Given text:
These studies have many interesting implications. I'll focus on one.

The research highlights a danger in memorizing sets of tactical puzzles (which in general I think is perfectly fine, as I argued here). Namely, the problems act as a kind of cognitive gravity sink. You see something that looks similar to a memorized problem, but overlook the fact that there is a small but killer difference between the memorized position and the one in front of you (this is something I noticed while doing the Circles, and wrote about here with an example).

So, for those of us that like to solve tactical puzzles, what should we do? Most obviously, it seems better to pick problem sets with many little variations on a similar theme. For instance, including many back rank mates some of which take quite a bit of setup, as the opponent has defensive resources. This will stop you from making knee-jerk moves and force you to look at the position to see if the move you "recognize" is actually safe. Of course you should do this all the time, but as the studies show, when it is a motif we have seen time and time again, it can warp our minds to the point where it is hard to see the truth in the position.

Saturday, November 08, 2008

Opening knowledge pitfalls

Heisman advises that the first time in a game your opponent makes a move that is not in your opening book, you should take a fresh critical look at the position. It's one of those times you need to drink from the well of The Think.

Oddly, when I feel I am "booked up" on an opening, and my opponent plays out of book early on, I often panic. I don't calmly evaluate the position, but often freak out, thinking "Crap they have me out of book."

There are a few reasons this is a mistake.

My main opening lines are fairly sound. When my opponent plays out of book it is often because they don't know the opening, or at least aren't playing the best line, and have just weakened their position. Instead of assuming they have some pet line prepared to devastate me, I should see if they have just missed a basic tactic, examine which squares and pieces they may have made vulnerable, etc.. In other words, start playing chess.

Record extracts:

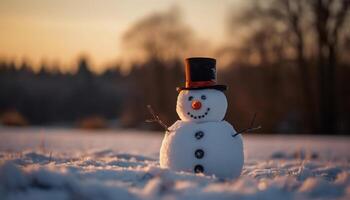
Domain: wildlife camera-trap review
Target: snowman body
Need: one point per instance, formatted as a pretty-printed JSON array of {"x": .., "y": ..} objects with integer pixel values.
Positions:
[{"x": 202, "y": 142}]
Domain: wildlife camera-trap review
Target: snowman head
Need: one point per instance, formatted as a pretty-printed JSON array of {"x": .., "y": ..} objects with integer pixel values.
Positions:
[{"x": 201, "y": 105}]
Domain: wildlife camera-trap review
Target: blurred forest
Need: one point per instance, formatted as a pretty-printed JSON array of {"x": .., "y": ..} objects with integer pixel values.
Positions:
[{"x": 291, "y": 66}]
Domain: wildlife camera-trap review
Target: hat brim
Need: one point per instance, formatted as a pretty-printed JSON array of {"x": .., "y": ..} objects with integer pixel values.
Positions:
[{"x": 216, "y": 87}]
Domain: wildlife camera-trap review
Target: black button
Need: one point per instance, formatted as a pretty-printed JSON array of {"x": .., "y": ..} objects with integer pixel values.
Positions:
[
  {"x": 199, "y": 153},
  {"x": 198, "y": 169},
  {"x": 199, "y": 135}
]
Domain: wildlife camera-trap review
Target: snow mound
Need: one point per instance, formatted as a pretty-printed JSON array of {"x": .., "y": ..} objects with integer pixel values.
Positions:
[{"x": 110, "y": 171}]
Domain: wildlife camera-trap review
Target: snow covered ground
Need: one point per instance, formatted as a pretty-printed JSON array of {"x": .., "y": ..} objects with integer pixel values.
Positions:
[{"x": 40, "y": 163}]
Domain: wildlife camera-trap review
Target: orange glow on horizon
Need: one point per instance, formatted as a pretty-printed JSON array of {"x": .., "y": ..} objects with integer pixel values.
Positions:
[{"x": 40, "y": 31}]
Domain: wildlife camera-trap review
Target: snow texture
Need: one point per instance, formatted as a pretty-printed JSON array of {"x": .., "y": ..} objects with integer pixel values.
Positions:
[
  {"x": 74, "y": 164},
  {"x": 222, "y": 154}
]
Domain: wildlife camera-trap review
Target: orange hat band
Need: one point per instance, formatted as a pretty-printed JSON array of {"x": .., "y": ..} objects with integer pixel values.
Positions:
[{"x": 190, "y": 84}]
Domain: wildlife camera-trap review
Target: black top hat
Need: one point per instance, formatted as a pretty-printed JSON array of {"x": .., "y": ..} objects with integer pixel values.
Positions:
[{"x": 201, "y": 74}]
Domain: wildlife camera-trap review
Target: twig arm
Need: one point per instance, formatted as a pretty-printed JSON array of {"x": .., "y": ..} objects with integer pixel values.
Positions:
[
  {"x": 250, "y": 129},
  {"x": 156, "y": 118}
]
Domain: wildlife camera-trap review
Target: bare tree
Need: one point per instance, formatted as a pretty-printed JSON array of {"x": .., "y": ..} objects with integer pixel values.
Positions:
[
  {"x": 300, "y": 21},
  {"x": 161, "y": 36},
  {"x": 329, "y": 19}
]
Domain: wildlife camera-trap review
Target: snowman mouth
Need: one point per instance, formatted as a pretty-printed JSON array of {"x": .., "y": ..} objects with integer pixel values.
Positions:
[{"x": 199, "y": 116}]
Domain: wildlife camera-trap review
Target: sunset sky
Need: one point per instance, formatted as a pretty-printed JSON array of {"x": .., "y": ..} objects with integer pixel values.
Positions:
[{"x": 59, "y": 31}]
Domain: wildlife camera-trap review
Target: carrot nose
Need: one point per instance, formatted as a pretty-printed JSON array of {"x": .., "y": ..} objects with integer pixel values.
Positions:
[{"x": 196, "y": 105}]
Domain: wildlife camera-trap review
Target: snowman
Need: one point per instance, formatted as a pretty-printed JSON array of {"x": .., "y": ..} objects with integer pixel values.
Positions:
[{"x": 201, "y": 141}]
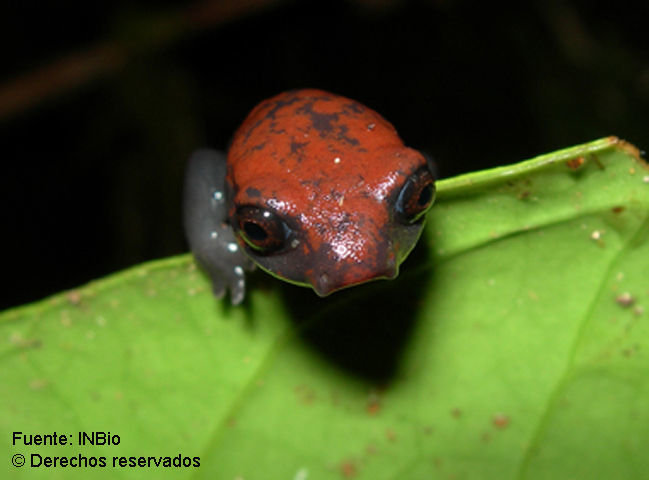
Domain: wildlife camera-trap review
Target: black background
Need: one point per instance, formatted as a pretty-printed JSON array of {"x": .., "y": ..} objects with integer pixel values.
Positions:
[{"x": 91, "y": 175}]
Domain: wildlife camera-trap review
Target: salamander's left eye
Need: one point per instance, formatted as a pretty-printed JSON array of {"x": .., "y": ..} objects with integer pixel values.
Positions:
[
  {"x": 263, "y": 230},
  {"x": 416, "y": 196}
]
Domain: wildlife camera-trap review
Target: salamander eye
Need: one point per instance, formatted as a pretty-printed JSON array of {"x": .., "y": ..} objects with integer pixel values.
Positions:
[
  {"x": 263, "y": 230},
  {"x": 416, "y": 196}
]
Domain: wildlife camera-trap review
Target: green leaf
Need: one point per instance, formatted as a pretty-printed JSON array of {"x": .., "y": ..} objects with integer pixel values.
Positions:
[{"x": 514, "y": 344}]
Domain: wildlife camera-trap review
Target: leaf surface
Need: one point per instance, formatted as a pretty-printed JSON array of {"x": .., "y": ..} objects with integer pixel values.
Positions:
[{"x": 514, "y": 344}]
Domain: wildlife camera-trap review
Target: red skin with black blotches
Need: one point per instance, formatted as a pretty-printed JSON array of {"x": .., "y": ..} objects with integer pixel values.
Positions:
[{"x": 332, "y": 169}]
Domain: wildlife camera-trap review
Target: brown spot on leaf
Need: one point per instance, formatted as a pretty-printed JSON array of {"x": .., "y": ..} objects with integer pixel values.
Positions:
[
  {"x": 500, "y": 421},
  {"x": 575, "y": 163},
  {"x": 625, "y": 300}
]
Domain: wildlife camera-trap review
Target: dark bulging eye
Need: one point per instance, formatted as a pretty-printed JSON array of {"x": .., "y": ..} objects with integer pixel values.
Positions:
[
  {"x": 416, "y": 196},
  {"x": 263, "y": 230}
]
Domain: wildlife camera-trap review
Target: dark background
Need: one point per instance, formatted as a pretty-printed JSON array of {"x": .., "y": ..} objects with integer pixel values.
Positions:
[{"x": 101, "y": 103}]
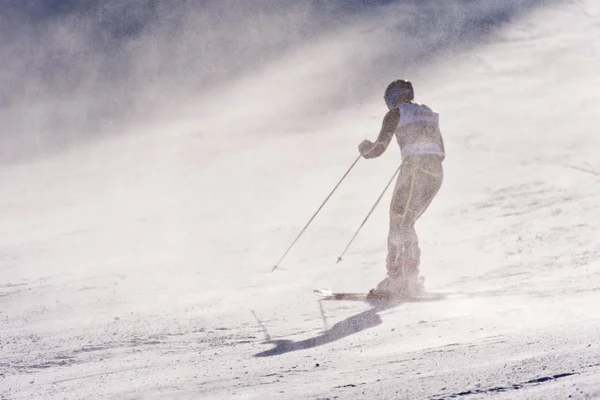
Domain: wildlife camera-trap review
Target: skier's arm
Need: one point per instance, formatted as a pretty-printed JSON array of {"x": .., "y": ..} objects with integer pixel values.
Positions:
[{"x": 369, "y": 149}]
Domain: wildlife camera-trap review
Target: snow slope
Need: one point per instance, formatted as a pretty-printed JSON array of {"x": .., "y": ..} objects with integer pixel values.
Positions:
[{"x": 139, "y": 266}]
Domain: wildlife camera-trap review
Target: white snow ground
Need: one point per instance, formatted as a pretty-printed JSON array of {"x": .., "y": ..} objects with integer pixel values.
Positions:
[{"x": 140, "y": 267}]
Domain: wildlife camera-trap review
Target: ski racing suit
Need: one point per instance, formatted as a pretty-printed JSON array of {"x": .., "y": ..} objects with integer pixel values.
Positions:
[{"x": 417, "y": 131}]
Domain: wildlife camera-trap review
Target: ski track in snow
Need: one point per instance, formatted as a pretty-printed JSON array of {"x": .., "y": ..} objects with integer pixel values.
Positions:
[{"x": 134, "y": 268}]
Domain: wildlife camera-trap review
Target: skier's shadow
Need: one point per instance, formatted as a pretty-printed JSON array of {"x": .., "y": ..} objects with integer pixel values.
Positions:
[{"x": 354, "y": 324}]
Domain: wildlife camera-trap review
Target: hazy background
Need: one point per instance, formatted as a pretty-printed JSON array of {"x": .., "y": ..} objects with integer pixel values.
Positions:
[{"x": 75, "y": 70}]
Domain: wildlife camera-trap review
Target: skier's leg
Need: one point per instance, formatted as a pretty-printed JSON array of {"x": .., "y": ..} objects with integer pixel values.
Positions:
[{"x": 414, "y": 191}]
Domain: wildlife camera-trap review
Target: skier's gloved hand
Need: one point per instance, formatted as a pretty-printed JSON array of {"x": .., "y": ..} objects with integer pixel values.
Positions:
[{"x": 365, "y": 147}]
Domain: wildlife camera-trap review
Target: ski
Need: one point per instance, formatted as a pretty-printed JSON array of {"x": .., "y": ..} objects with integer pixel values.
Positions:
[{"x": 326, "y": 294}]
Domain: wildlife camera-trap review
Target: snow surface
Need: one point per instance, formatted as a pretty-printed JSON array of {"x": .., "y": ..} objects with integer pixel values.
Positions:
[{"x": 138, "y": 266}]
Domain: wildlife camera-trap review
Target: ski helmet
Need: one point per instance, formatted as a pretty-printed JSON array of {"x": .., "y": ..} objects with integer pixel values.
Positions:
[{"x": 400, "y": 91}]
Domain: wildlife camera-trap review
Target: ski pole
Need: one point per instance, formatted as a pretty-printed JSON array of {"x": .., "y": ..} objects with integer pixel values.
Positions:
[
  {"x": 315, "y": 214},
  {"x": 368, "y": 215}
]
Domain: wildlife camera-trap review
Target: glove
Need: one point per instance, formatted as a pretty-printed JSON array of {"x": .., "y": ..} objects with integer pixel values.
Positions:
[{"x": 365, "y": 147}]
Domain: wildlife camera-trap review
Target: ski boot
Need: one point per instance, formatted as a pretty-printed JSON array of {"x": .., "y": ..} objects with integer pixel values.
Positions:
[{"x": 397, "y": 288}]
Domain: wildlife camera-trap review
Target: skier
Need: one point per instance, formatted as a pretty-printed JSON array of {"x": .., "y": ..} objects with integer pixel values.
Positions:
[{"x": 417, "y": 131}]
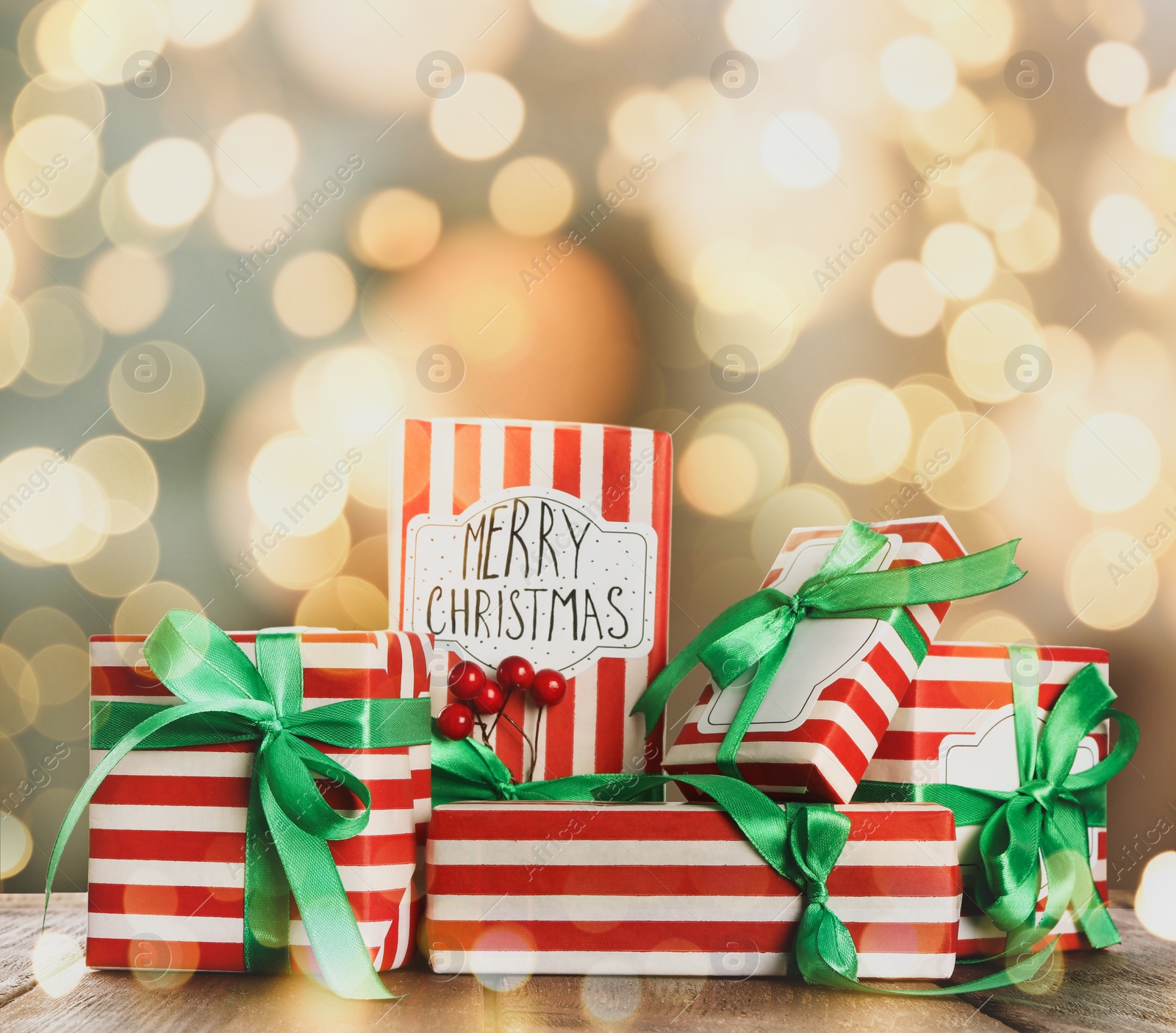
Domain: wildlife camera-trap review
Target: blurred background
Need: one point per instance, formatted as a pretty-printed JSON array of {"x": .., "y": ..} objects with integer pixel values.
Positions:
[{"x": 864, "y": 259}]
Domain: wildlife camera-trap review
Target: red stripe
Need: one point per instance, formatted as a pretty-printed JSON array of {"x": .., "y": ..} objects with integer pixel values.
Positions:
[
  {"x": 686, "y": 937},
  {"x": 681, "y": 880},
  {"x": 559, "y": 723},
  {"x": 603, "y": 821}
]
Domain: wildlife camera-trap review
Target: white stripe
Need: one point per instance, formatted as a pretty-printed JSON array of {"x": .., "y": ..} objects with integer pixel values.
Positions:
[
  {"x": 674, "y": 962},
  {"x": 227, "y": 876},
  {"x": 178, "y": 818},
  {"x": 603, "y": 853},
  {"x": 993, "y": 668},
  {"x": 685, "y": 909},
  {"x": 239, "y": 765},
  {"x": 204, "y": 929}
]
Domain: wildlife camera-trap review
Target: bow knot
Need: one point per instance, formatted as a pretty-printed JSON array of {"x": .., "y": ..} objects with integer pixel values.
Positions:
[{"x": 756, "y": 633}]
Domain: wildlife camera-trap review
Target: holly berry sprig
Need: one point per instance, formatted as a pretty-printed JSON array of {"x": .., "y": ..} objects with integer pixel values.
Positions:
[{"x": 481, "y": 698}]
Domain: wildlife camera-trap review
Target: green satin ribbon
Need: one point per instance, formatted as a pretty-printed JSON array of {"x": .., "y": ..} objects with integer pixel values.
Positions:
[
  {"x": 227, "y": 699},
  {"x": 759, "y": 629},
  {"x": 800, "y": 841},
  {"x": 1044, "y": 819}
]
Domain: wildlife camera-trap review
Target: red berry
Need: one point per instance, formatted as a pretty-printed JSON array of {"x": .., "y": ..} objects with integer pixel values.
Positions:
[
  {"x": 515, "y": 672},
  {"x": 490, "y": 700},
  {"x": 456, "y": 721},
  {"x": 466, "y": 679},
  {"x": 548, "y": 687}
]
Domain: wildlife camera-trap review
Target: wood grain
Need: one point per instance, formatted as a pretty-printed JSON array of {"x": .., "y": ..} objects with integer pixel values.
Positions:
[{"x": 1130, "y": 987}]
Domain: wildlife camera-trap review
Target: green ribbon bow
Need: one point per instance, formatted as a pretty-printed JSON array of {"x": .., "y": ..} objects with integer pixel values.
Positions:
[
  {"x": 1046, "y": 818},
  {"x": 227, "y": 699},
  {"x": 759, "y": 629},
  {"x": 800, "y": 841}
]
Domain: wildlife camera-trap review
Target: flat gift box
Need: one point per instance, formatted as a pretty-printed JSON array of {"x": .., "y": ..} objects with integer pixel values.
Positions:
[
  {"x": 676, "y": 890},
  {"x": 956, "y": 725},
  {"x": 838, "y": 688},
  {"x": 547, "y": 540},
  {"x": 168, "y": 826}
]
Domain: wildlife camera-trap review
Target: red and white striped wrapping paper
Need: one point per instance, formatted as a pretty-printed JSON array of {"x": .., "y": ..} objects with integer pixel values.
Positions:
[
  {"x": 838, "y": 687},
  {"x": 614, "y": 476},
  {"x": 956, "y": 725},
  {"x": 675, "y": 890},
  {"x": 168, "y": 826}
]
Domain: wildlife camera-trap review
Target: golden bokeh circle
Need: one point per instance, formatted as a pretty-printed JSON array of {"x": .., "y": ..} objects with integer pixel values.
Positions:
[
  {"x": 125, "y": 562},
  {"x": 168, "y": 411},
  {"x": 344, "y": 603},
  {"x": 315, "y": 293},
  {"x": 395, "y": 229},
  {"x": 532, "y": 196},
  {"x": 860, "y": 431},
  {"x": 143, "y": 610},
  {"x": 127, "y": 476},
  {"x": 127, "y": 290}
]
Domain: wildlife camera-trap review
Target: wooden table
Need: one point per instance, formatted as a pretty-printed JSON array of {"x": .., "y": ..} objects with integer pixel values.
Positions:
[{"x": 1132, "y": 987}]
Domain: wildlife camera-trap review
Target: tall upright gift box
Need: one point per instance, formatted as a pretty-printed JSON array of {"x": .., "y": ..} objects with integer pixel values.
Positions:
[
  {"x": 546, "y": 540},
  {"x": 168, "y": 827}
]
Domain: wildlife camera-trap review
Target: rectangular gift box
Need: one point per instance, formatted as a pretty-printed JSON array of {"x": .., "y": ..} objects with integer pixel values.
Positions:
[
  {"x": 838, "y": 687},
  {"x": 168, "y": 826},
  {"x": 956, "y": 725},
  {"x": 676, "y": 890},
  {"x": 550, "y": 541}
]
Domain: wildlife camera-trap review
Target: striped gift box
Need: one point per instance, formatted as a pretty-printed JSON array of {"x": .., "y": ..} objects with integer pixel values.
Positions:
[
  {"x": 838, "y": 687},
  {"x": 494, "y": 526},
  {"x": 168, "y": 826},
  {"x": 956, "y": 725},
  {"x": 675, "y": 890}
]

Direction A: Transcribe the chess post between "So, for those" and "in the position.", inclusive.
Direction B: In the chess post, what does Heisman advise doing the first time an opponent plays a move outside your opening book?
Direction C: Using the chess post, explain why the author considers panicking a mistake when an opponent leaves book early.
The material was taken from a different source than the chess post.

Output A:
So, for those of us that like to solve tactical puzzles, what should we do? Most obviously, it seems better to pick problem sets with many little variations on a similar theme. For instance, including many back rank mates some of which take quite a bit of setup, as the opponent has defensive resources. This will stop you from making knee-jerk moves and force you to look at the position to see if the move you "recognize" is actually safe. Of course you should do this all the time, but as the studies show, when it is a motif we have seen time and time again, it can warp our minds to the point where it is hard to see the truth in the position.

Output B: Take a fresh critical look at the position.

Output C: The author's main opening lines are fairly sound. An opponent who plays out of book often doesn't know the opening, or at least isn't playing the best line, and has likely weakened their position. The author should therefore look for missed tactics and newly vulnerable squares and pieces instead of assuming a prepared line.